Reading passage:
<<<<

I’m your host, Julian Dibbell. I am a senior associate in Mayer Brown’s Technology & IP Transactions practice. I’m joined today by my colleagues, Richard Assmus and Rohith George. Rich is an Intellectual Property partner in Chicago. Rohith is a Technology & IP Transactions partner in our Northern California office.
Let’s start with some basics. Rohith, what exactly is an NFT?
In order to understand what an NFT is and how an NFT works, I think it might be helpful to start with a basic understanding of blockchains and cryptocurrencies. So there’s a common misconception that when you hold an NFT or if you’re holding Bitcoin, for example, that you’re holding a file that’s stored on your computer, like a JPEG that someone can send to you, that’s saved on your computer, and then you can put it on a USB stick or send it to someone else over the Internet. That’s actually not how either NFTs or cryptocurrencies work. It’s actually more like our traditional banking system.
When I wire or ACH transfer a hundred dollars to you, Julian, from my bank to yours, my bank isn’t sending a file containing electronic money over the Internet to your bank. What’s happening is mainly a bookkeeping exercise. My bank credits (or removes) $100 from the ledger, my account, and your bank debits (or adds) $100 to your ledger. There are some more steps to that and there are middlemen involved like the automated clearing house, but that’s the core of what happens.
A public blockchain transaction is essentially the same thing, except it’s using a shared ledger that everyone can see. If I’m sending one Bitcoin to you, I broadcast my desire to complete that transaction and a network of computers around the world validate that transaction and include it in an update to that shared ledger. Once confirmed, the ledger gets updated, I have one less Bitcoin in my account and you have one more.
So if we understand that “owning” some cryptocurrency is essentially just checking the shared ledger to see how many are allocated to your account, then the primary difference between an NFT and a cryptocurrency is in the name: NFT stands for non-fungible token. While cryptocurrencies are fungible, like Bitcoin, meaning one Bitcoin is one Bitcoin, my one is not different than your one; NFTs are non-fungible, meaning that each token is unique.

>>>>

Work to do:
1. Reproduce the NFT transcript from "I’m your host, Julian" to "exactly is an NFT?" word for word.
2. List everyone named in the NFT transcript.
3. According to the NFT transcript, what does NFT stand for?
The material has no connection to the NFT transcript.

Dataset excerpt:

<<<<

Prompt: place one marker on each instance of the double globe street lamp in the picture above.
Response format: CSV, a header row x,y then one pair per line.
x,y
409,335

>>>>

Task responses:
1.
I’m your host, Julian Dibbell. I am a senior associate in Mayer Brown’s Technology & IP Transactions practice. I’m joined today by my colleagues, Richard Assmus and Rohith George. Rich is an Intellectual Property partner in Chicago. Rohith is a Technology & IP Transactions partner in our Northern California office.
Let’s start with some basics. Rohith, what exactly is an NFT?

2. Julian Dibbell, Richard Assmus, Rohith George

3. Non-fungible token.